CONSIGNE ÉCRITE 1 |
Recopiez le passage de l'article sur la Russie qui commence à « La Russie dans » et se termine à « du diable ? ».
CONSIGNE ÉCRITE 2 |
D'après l'article sur la Russie, dans quel établissement Serge Hazanov enseigne-t-il ?
CONSIGNE ÉCRITE 3 |
Poursuivez l'article sur la Russie à la suite de sa dernière phrase.

La Russie dans un jeu de miroirs

 

par Serge Hazanov, poète, professeur à l’Ecole Internationale de Genève

 

Voici un quart de siècle que l’URSS s’est privée de moi, à l’insu de mon propre gré. Mais elle ne m’a pas privé du respect pour l’écrit.

Je respecte la presse occidentale, la plus objective du monde. Elle nous livre la vérité absolue, par exemple sur le chouchou des Etats-Unis, le « tsar Poutine ». Cette vérité est bien emballée, avec des propos éloquents et des arguments de poids. D’où, alors, peut bien venir mon désir de la contredire, de me faire l’avocat du diable ?

ENTRÉES DE DONNÉES |
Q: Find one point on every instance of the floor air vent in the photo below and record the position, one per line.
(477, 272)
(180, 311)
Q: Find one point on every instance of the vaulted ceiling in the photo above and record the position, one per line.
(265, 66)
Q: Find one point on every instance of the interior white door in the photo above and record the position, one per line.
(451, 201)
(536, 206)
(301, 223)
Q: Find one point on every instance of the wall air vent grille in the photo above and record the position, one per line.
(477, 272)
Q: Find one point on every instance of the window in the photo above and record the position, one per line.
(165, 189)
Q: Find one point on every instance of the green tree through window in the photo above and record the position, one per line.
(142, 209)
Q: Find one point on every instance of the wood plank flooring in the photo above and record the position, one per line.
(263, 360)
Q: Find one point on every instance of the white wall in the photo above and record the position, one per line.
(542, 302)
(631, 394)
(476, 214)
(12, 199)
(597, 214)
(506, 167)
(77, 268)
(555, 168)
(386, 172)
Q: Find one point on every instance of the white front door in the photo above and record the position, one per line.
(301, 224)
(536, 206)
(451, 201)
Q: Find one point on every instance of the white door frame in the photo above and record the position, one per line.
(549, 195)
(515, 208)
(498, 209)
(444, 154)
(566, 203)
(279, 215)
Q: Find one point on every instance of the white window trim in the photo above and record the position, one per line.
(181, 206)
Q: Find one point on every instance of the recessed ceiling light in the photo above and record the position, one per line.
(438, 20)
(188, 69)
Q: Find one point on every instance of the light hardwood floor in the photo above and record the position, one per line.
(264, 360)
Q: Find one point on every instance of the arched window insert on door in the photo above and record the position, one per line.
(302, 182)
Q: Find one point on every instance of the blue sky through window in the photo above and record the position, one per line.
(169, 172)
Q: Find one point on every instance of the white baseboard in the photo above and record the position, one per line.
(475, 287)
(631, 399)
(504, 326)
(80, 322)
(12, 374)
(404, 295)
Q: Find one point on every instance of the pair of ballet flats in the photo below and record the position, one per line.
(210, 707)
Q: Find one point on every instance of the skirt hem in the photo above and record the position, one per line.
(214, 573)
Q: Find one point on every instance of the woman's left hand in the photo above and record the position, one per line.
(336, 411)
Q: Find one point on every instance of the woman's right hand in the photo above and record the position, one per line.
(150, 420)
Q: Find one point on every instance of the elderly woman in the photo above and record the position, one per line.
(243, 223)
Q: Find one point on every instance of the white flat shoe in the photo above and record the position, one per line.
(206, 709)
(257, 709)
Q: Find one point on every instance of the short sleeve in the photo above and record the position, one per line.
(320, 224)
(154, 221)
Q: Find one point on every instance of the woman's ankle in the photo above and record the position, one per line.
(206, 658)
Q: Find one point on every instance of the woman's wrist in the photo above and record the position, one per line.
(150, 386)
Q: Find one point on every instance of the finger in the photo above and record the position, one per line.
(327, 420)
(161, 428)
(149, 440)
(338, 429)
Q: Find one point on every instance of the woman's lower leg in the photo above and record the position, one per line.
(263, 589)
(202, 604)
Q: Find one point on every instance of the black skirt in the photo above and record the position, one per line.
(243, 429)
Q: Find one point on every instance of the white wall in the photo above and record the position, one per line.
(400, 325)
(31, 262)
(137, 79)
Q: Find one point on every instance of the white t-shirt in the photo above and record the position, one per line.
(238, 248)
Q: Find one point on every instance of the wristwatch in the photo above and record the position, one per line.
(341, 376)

RÉPONSE ÉCRITE 1 |
La Russie dans un jeu de miroirs

 

par Serge Hazanov, poète, professeur à l’Ecole Internationale de Genève

 

Voici un quart de siècle que l’URSS s’est privée de moi, à l’insu de mon propre gré. Mais elle ne m’a pas privé du respect pour l’écrit.

Je respecte la presse occidentale, la plus objective du monde. Elle nous livre la vérité absolue, par exemple sur le chouchou des Etats-Unis, le « tsar Poutine ». Cette vérité est bien emballée, avec des propos éloquents et des arguments de poids. D’où, alors, peut bien venir mon désir de la contredire, de me faire l’avocat du diable ?

RÉPONSE ÉCRITE 2 |
À l'Ecole Internationale de Genève.

RÉPONSE ÉCRITE 3 |
Par exemple, je lis que « Poutine veut conquérir le monde». Mais autrefois, lorsque Gorbatchev a laissé partir les républiques de l’ex-URSS, celles-ci se sont retrouvées dans l’étreinte glaciale de l ‘OTAN, avec des bases militaires comme bonus sine qua non. Que ferait l’Amérique si aujourd’hui le Mexique décidait d’installer des bases militaires russes à sa frontière nord, afin de se protéger de son grand voisin ? Assiégée par des bases américaines tout au long de ses frontières, la Russie n’a pas beaucoup de marge de manœuvre.

Idem pour l’idée que « Poutine se mêle des affaires ukrainiennes. » Et si, pour les Russes, la « révolution » en Ukraine avait été orchestrée par la CIA, pour remplacer le gouvernement pro-russe de Kiev par un autre, plus loyal aux Etats-Unis ? Sauf si les Américains ne se mêlent jamais dans les affaires des autres.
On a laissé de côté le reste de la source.